Stated goal: Please locate every line in the entries below that contains the word "blue", and copy each of those lines out.

▬▬▬▬▬▬▬▬▬▬

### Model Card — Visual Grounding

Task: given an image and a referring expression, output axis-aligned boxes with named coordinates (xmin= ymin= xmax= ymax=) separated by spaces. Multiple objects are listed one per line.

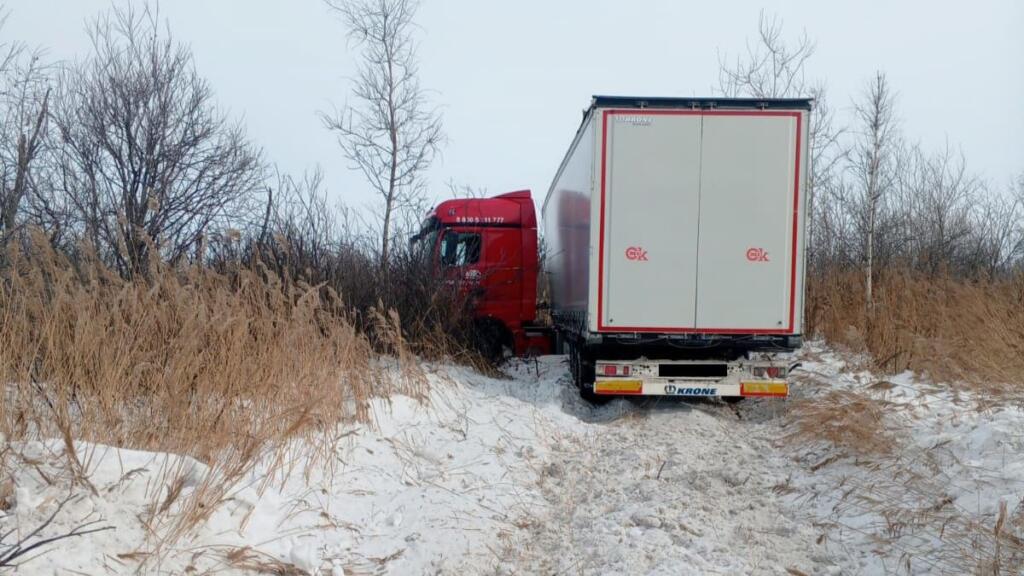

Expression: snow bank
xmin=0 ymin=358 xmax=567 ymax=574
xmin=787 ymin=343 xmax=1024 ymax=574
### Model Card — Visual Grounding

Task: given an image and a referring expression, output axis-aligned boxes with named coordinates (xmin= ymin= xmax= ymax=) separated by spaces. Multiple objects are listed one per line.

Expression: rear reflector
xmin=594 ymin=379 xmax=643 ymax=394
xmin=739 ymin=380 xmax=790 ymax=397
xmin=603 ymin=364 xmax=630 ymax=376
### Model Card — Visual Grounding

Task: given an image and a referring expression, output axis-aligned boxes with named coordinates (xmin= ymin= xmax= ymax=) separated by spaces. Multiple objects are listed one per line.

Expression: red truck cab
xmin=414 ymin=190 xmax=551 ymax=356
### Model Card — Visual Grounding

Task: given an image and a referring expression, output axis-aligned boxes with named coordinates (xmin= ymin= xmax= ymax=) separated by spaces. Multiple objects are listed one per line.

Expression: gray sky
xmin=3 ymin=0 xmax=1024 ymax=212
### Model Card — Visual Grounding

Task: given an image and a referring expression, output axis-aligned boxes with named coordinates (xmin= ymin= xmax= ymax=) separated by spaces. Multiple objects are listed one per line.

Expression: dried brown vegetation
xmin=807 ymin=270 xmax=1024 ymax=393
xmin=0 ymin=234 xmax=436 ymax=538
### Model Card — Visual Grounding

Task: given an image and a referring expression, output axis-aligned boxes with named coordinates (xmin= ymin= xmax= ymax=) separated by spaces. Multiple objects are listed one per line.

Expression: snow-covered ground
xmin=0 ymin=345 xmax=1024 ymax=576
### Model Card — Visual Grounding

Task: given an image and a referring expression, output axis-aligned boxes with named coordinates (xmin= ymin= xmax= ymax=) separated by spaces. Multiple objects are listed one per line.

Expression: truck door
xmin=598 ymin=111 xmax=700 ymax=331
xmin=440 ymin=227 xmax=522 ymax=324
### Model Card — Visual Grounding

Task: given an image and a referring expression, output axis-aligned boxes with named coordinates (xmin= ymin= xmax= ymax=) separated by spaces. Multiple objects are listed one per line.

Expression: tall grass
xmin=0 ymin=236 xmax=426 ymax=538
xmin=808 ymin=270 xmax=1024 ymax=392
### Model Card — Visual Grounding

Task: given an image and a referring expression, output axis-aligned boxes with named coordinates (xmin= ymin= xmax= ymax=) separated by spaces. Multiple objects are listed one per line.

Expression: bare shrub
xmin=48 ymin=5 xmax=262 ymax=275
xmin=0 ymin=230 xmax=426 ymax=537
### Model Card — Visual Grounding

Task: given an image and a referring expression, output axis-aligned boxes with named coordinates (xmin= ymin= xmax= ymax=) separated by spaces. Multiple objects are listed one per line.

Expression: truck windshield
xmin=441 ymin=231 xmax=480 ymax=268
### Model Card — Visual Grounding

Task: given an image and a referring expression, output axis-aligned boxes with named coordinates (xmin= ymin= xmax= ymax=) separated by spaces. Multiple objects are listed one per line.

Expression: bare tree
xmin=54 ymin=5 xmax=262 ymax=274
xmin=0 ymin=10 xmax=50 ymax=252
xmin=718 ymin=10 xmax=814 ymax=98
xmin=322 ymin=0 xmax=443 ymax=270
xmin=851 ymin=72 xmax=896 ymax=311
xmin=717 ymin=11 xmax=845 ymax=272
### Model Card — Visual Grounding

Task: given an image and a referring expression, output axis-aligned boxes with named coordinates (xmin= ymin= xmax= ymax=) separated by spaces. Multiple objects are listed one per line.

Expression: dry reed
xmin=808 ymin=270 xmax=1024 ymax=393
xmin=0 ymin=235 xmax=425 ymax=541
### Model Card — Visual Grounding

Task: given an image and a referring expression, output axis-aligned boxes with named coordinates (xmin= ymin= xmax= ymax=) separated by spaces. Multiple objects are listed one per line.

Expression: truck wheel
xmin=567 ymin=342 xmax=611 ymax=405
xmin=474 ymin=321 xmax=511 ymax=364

▬▬▬▬▬▬▬▬▬▬

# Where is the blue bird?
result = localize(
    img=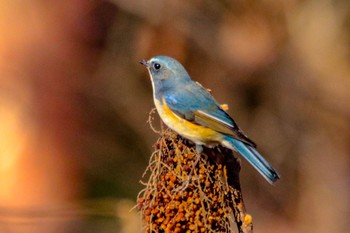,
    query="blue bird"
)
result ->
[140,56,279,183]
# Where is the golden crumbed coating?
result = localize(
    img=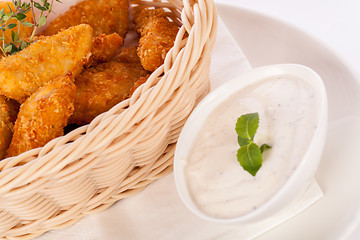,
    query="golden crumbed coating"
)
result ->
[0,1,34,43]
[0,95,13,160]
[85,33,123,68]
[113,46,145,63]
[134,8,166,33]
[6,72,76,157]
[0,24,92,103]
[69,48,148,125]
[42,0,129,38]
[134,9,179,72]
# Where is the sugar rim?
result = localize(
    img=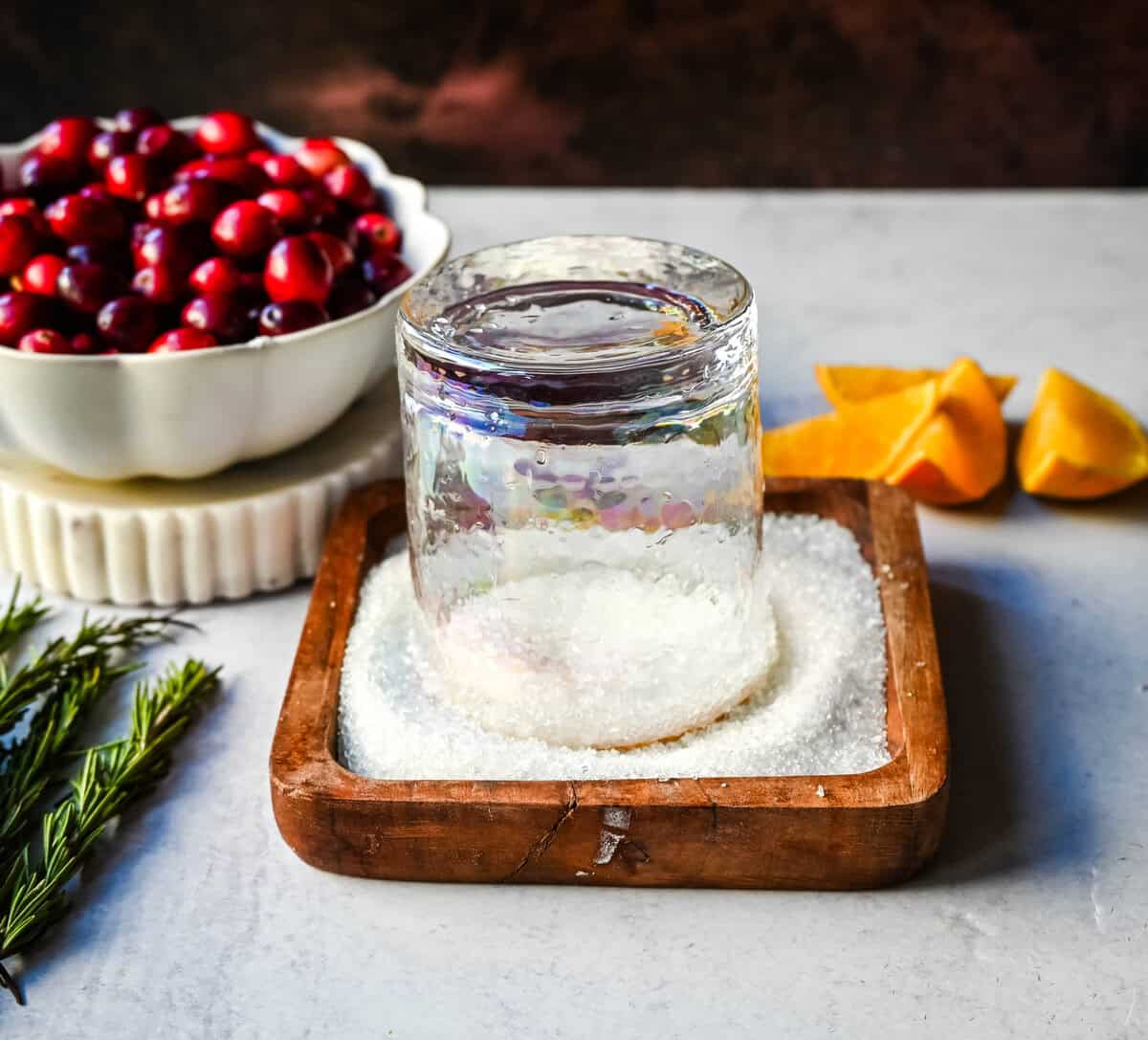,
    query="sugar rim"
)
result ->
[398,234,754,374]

▬▬▬▬▬▬▬▬▬▬

The completed task:
# Where is the blue bird?
    query="blue bird"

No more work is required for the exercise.